# 任务要求 1
在这篇谈敦煌写经手报酬的文章里，记录写经报酬的那件法国国家图书馆藏文书的正确编号是什么？
# 任务要求 2
把谈敦煌写经手报酬的文章中从“敦煌古代写经手的报酬文/赵声良”起、到“笔则自会提供。谨致,四月八日弟子康秀华。”止（含这一处）的文字照原样打印出来。
# 任务要求 3
接着这篇谈敦煌写经手报酬的文章往下续写。

# 文本部分
────────────────
▲大般若波罗蜜经.唐写经
大英图书馆藏
▲唐写经中的“敦煌”二字
佛经有云:书写经之一行半句,能够成就大愿在佛教弟子看来,沐手抄经如面佛抄经,又叫做写经,即抄写佛教经典。写经在中国历史久远,写经的目的多是为了祈祷消除灾难,增长福报等,但也有人以写经为生,将其作为一种职业。那么,一个有趣的问题来了:古代写经手的报酬是多少呢?央视纪录片频道《汉字五千年》中,是这样讲的:“当时的写经手,日子还是过得很富足。”对此,敦煌研究院院长赵声良先生并不认同,特撰文提出自己的观点,他认为,“当时的这点报酬,对于抄经手来说,实在是太低了,连勉强糊口都很成问题。”申尧,青岛出版集团艺术出版部主任。在拜读过赵声良先生的文章后,对其中的观点稍存疑惑,并写下一篇文章,既为赵先生辩护,又提出一点不同的意见。现一并刊列二文于此,供读者参考。
敦煌古代写经手的报酬文/赵声良
▲敦煌研究院院长赵声良资料图
不久前看了央视纪录片频道播放的《汉字五千年》,以汉字的发展为中心,讲述中华悠久文明,觉得非常有意思。后来看到第六集,大概是因为引用了敦煌文书,更加关注。其中讲到敦煌写经,提到法国藏的一件出自敦煌的文书,上面记录了当时写经手的报酬。这是法国国家图书馆藏P.2912号文书(电视节目误为P.2192了),其中有如下内容的记录:
写大般若经一部,施银盘子叁枚,共卅五两。麦壹百硕、粟五十硕、粉肆斤。右施上件物写经 谨请炫和上(尚)收掌货卖充写经直,纸墨笔自供足,谨疏四月八日弟子康秀华这段话用现代汉语来讲,意思是:写《大般若经》一部。施舍银盘子三个(折合三十五两银)、麦一百硕(“硕”是当时的量词,类似斗、升之类)。粟五十硕。施舍上面的物品来请求写经,谨请炫和尚收下(这些物品)拿去变卖来充当写经的费用。(写经所用的)纸、墨、笔则自会提供。谨致,四月八日弟子康秀华。
电视节目中讲,当时的写经手日子还是过得很富足。因为经专家们计算,施舍的这些物品,按当时的价格来算,相当于3000斤小麦。——猛然一听,还真是这样,抄一部佛经就得到这么多粮食,写经手的收入颇丰啊!不过,世界上怕就怕“认真”二字,如果认真考察一下:写这么一部经,到底要写多少字,写几天才能完成呢?如果这个报酬很高,到底高到什么程度呢?于是就查了一下《大藏经》中的《大般若经》以及相关的介绍文章。这一查,还真是吓人一跳:原来这《大般若经》大有来头,要想抄写一部,决不是简单的事。
────────────────
(数据集所含记录)
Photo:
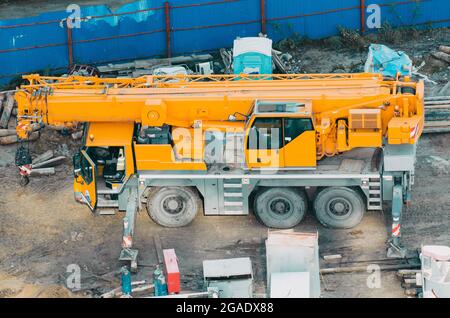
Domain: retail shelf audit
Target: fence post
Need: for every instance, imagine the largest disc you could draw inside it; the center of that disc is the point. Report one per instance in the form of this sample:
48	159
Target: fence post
263	16
168	35
362	13
69	41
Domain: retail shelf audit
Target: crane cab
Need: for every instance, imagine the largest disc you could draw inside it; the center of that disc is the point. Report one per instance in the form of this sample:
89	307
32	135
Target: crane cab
104	163
280	135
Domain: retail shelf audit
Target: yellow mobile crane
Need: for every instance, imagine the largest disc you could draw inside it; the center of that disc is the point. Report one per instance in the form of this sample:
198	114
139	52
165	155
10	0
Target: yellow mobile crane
344	142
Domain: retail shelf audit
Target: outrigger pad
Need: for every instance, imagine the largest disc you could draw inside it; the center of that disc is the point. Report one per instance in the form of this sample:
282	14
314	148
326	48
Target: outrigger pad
129	255
395	251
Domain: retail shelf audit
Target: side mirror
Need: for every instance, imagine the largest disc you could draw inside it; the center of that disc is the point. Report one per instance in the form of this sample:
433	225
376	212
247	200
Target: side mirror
76	164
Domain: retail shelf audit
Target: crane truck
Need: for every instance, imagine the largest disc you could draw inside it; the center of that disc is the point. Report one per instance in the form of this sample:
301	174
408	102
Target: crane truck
276	145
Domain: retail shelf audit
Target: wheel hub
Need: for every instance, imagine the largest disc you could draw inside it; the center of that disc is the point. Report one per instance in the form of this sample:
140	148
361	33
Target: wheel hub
173	204
280	206
339	207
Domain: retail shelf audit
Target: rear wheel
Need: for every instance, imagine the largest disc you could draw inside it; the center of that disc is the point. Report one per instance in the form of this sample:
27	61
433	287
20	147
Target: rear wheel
280	207
173	206
339	207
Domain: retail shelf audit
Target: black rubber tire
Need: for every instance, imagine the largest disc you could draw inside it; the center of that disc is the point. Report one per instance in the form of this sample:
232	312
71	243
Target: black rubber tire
158	201
294	199
349	200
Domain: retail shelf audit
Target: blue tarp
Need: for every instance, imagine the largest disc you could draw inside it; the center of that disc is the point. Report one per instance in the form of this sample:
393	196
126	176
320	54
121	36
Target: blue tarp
384	60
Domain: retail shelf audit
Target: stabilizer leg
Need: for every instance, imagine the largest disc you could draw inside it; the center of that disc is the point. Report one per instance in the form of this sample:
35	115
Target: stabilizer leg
395	249
127	253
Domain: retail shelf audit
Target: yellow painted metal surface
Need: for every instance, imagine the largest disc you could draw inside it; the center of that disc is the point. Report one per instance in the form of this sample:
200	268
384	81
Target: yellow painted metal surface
348	111
162	157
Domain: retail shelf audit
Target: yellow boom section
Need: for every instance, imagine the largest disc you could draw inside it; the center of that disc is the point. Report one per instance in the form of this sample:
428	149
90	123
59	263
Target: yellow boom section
348	110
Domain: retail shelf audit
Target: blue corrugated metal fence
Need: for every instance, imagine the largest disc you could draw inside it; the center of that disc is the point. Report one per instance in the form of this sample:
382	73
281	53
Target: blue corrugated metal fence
141	29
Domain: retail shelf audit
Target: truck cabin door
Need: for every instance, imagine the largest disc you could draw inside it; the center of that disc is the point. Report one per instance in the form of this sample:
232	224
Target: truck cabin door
85	185
281	142
299	142
263	143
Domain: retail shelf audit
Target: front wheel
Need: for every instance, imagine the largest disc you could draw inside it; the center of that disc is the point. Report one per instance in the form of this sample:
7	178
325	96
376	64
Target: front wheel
339	207
281	208
173	206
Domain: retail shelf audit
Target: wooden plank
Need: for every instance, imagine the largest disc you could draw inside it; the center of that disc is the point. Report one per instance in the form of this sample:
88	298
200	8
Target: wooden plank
158	247
7	140
351	269
43	157
6	114
42	171
49	163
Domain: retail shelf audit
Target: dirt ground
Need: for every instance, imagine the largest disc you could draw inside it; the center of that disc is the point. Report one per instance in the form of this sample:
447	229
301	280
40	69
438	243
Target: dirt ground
43	230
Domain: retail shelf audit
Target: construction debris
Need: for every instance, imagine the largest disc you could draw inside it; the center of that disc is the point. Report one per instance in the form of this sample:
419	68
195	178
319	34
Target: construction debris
43	157
7	110
12	139
441	56
382	59
145	67
227	59
49	163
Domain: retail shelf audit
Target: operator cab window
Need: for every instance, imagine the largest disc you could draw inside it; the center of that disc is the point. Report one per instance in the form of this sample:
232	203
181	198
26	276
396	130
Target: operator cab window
294	127
266	133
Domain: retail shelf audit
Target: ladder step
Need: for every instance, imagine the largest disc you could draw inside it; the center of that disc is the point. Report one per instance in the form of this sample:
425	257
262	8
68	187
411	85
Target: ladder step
232	194
232	185
108	191
231	212
107	212
102	203
231	203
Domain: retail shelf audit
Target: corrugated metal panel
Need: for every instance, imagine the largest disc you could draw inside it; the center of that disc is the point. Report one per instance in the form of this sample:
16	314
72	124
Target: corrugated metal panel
197	25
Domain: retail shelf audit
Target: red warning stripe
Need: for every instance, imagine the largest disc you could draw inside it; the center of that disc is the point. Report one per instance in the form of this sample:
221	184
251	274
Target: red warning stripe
396	229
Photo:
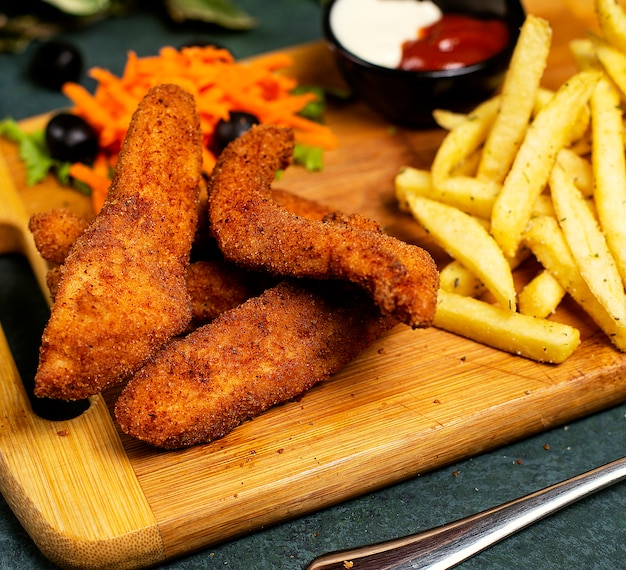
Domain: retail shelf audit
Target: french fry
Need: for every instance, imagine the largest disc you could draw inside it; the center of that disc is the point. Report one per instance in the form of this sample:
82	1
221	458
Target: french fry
584	54
456	278
609	168
465	239
530	171
612	21
538	339
518	95
541	295
587	244
468	194
448	120
613	62
463	140
545	239
579	169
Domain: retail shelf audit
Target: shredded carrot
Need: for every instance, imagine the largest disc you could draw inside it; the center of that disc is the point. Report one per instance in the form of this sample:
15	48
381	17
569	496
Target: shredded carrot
219	85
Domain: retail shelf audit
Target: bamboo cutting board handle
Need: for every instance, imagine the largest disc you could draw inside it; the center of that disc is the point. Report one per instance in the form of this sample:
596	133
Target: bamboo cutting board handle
70	482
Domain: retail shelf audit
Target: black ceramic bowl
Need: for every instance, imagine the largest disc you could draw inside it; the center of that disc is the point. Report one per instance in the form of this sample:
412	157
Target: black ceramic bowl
407	98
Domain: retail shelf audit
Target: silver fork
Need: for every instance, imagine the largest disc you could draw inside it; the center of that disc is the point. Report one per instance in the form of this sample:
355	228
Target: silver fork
450	544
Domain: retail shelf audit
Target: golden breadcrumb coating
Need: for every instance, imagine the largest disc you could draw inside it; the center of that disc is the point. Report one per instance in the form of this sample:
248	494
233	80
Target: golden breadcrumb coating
255	231
122	292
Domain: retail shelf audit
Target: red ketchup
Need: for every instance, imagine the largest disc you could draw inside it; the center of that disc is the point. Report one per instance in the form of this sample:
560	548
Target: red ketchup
454	41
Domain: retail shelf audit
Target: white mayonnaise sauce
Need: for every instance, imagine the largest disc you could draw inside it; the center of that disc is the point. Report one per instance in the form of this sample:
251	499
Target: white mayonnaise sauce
375	30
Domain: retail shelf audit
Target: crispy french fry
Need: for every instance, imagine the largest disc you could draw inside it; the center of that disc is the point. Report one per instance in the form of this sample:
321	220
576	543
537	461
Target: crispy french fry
411	180
448	120
612	21
545	239
456	278
584	54
538	339
468	194
465	239
609	167
519	92
587	244
613	62
579	169
541	295
464	139
530	171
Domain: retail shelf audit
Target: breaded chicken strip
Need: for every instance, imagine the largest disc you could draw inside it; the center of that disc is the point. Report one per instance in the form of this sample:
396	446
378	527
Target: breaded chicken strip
265	352
255	231
214	285
55	232
122	292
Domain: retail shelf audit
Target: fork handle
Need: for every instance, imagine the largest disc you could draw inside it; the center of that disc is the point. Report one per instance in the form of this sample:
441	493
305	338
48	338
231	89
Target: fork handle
448	545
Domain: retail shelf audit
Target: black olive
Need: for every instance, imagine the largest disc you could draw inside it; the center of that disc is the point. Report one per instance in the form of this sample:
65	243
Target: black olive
54	63
227	131
70	138
203	43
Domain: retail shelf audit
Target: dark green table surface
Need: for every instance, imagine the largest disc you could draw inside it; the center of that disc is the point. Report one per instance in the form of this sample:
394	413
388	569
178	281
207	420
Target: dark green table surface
590	534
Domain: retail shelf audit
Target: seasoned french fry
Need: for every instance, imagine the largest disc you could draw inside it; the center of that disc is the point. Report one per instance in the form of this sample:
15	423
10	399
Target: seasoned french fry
541	295
609	167
448	120
579	169
538	339
587	244
464	139
465	239
612	21
545	239
613	61
530	171
519	92
584	53
468	194
456	278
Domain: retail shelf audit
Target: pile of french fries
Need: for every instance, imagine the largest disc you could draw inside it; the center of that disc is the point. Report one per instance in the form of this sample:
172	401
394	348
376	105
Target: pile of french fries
533	172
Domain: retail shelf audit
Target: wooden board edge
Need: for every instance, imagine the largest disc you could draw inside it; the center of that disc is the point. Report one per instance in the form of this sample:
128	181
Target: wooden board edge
40	459
105	521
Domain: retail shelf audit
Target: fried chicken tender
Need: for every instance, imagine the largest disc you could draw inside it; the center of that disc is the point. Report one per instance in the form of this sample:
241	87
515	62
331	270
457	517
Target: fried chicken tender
122	292
266	351
55	232
214	285
255	231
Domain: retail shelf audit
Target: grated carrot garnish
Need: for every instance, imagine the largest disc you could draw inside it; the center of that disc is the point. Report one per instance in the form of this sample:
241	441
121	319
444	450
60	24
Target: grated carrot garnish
219	85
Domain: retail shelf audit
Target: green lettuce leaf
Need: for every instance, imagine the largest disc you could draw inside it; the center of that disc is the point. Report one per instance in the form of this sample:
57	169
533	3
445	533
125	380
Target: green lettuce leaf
81	7
32	150
221	12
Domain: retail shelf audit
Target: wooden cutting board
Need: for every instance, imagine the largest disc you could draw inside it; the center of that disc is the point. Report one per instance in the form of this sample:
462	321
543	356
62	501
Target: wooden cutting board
414	401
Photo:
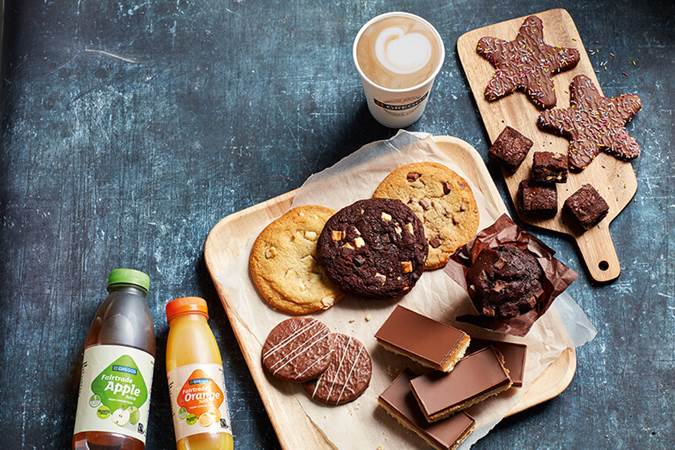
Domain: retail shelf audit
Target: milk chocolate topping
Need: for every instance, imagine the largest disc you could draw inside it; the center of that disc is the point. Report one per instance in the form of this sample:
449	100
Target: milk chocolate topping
514	356
420	336
476	374
400	402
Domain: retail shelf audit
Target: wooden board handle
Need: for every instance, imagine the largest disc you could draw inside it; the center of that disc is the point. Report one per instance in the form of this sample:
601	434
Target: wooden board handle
598	251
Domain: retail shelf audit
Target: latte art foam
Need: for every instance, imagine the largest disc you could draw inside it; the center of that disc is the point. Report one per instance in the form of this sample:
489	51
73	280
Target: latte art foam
398	52
402	53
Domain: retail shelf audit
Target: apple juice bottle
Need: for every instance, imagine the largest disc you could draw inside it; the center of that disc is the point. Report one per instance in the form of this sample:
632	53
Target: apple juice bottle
119	358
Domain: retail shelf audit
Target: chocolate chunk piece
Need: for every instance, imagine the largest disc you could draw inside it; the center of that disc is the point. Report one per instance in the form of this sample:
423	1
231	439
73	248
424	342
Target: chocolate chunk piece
475	378
537	199
586	207
347	375
510	148
593	123
398	401
297	350
381	248
504	281
514	356
549	167
424	340
526	64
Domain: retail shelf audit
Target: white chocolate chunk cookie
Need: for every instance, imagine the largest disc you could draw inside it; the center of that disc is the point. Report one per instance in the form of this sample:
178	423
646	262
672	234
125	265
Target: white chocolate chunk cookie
441	199
283	264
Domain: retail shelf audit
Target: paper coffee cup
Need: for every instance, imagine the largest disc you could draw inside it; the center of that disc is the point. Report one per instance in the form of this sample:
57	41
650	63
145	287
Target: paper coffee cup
398	108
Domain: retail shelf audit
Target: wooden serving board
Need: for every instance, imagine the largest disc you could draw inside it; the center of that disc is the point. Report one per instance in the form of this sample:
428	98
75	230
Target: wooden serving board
294	429
614	179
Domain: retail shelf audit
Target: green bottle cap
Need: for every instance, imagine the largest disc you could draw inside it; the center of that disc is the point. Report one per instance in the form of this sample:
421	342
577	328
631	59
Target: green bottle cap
129	276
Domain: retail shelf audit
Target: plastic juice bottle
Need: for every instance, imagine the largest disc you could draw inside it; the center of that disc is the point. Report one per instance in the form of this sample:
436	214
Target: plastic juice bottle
119	358
194	369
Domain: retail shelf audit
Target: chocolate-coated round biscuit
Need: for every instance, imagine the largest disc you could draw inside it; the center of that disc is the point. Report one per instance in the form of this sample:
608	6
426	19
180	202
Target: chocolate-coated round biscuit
374	248
297	349
347	376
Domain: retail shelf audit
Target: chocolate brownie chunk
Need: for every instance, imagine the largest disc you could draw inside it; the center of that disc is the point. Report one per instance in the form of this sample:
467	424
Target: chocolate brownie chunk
297	350
593	123
548	167
526	64
348	373
538	199
510	148
586	207
505	282
374	248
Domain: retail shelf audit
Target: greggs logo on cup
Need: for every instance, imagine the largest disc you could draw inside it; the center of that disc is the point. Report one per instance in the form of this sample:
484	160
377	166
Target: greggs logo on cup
398	56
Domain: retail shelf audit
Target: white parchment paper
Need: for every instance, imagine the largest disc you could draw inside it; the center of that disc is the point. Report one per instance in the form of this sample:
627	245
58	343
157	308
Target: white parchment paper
362	424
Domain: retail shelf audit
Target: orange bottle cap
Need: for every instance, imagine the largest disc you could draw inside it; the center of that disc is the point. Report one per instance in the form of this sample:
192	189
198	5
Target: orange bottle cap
186	305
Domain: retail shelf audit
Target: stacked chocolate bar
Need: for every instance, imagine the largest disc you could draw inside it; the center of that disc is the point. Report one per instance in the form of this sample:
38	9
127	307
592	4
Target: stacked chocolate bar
464	372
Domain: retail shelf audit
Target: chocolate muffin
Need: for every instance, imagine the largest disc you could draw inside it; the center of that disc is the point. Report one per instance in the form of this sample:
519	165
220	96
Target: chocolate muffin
505	282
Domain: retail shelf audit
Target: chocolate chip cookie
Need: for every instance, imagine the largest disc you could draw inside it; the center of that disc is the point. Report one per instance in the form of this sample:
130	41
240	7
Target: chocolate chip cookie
374	248
283	264
441	199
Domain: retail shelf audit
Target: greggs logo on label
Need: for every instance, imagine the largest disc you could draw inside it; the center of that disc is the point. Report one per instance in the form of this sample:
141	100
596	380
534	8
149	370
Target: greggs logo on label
200	394
403	106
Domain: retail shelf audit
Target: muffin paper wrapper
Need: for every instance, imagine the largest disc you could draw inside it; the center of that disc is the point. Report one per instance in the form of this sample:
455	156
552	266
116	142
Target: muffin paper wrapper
557	276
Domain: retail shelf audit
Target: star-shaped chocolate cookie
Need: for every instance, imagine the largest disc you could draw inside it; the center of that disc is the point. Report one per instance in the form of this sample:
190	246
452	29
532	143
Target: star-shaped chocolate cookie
526	64
593	123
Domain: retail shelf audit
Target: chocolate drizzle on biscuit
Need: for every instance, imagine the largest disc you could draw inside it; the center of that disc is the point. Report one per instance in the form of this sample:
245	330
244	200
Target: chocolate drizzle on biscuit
526	64
593	123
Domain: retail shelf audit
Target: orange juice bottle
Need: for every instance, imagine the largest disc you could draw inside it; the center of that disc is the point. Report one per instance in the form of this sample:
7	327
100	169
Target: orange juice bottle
201	419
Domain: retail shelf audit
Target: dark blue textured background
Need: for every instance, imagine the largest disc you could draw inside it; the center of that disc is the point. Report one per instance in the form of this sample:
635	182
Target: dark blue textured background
215	105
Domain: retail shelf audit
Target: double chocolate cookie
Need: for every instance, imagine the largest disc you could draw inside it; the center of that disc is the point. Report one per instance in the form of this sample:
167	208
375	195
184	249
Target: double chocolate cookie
441	199
374	248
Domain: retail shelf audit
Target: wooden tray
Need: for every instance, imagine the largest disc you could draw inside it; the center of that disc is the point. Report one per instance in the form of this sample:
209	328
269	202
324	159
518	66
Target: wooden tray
614	179
294	429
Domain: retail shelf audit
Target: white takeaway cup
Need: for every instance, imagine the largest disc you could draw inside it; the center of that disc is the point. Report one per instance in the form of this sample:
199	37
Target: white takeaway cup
398	108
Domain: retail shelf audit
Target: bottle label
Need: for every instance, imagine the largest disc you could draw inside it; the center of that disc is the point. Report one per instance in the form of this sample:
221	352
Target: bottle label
198	400
115	391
────────────────
# 结果 1
P.2912号

# 结果 2
敦煌古代写经手的报酬文/赵声良
▲敦煌研究院院长赵声良资料图
不久前看了央视纪录片频道播放的《汉字五千年》,以汉字的发展为中心,讲述中华悠久文明,觉得非常有意思。后来看到第六集,大概是因为引用了敦煌文书,更加关注。其中讲到敦煌写经,提到法国藏的一件出自敦煌的文书,上面记录了当时写经手的报酬。这是法国国家图书馆藏P.2912号文书(电视节目误为P.2192了),其中有如下内容的记录:
写大般若经一部,施银盘子叁枚,共卅五两。麦壹百硕、粟五十硕、粉肆斤。右施上件物写经 谨请炫和上(尚)收掌货卖充写经直,纸墨笔自供足,谨疏四月八日弟子康秀华这段话用现代汉语来讲,意思是:写《大般若经》一部。施舍银盘子三个(折合三十五两银)、麦一百硕(“硕”是当时的量词,类似斗、升之类)。粟五十硕。施舍上面的物品来请求写经,谨请炫和尚收下(这些物品)拿去变卖来充当写经的费用。(写经所用的)纸、墨、笔则自会提供。谨致,四月八日弟子康秀华。

# 结果 3
《大般若经》为唐代玄奘大师翻译,据《大慈恩寺三藏法师传》所记:玄奘曾由印度求得《大般若经》总二十万颂的梵本三部回国。因在长安事务烦多,而《般若》部帙巨大,需要在安静之地专心翻译。便请得朝廷许可,于显庆四年(659)冬十月由长安移至坊州玉华宫寺,从翌年春正月一日开始翻译此经,直到龙朔三年(663)冬十月二十三日才翻译完成这部六百卷的巨著,按文字计算,这部佛经达480万余字。想当年玄奘大师译经,并非孤身一人,而是率一批弟子们一起译经,用现在的话说,是有一个强有力的团队的。即使这样,还用了近四年的时光,可知此经规模巨大,卷帙浩繁。按相关资料的统计,全书达480万字。即使按我们现代的印刷排版,以现在流行的小十六开本排吧——随便从书架上找出一本,一页排了950字。为了便于计算,我们再排密一点,一页算1000字吧。那样,这部经典也要排成4800页了。我手头这部书厚度约1.5厘米,页码有480多页。以这样的规模,就要排成十本书。用手抄写的写经会怎样呢?隋唐时期抄经的纸是有定制的,按现存敦煌写经中一件宫廷写经为例,每张纸有47.4厘米,高26.2厘米。其中每张纸写字26-28行,每行17字。也就是说,一张纸可以抄476字。《大般若经》共600卷,则一卷大约8000字,需要17张纸才能抄完一卷,整部佛经则需要一万零两百张纸。古代经卷是把抄好的经文,一张一张粘接起来。根据内容,把这样一长段纸卷起来,称为“卷”。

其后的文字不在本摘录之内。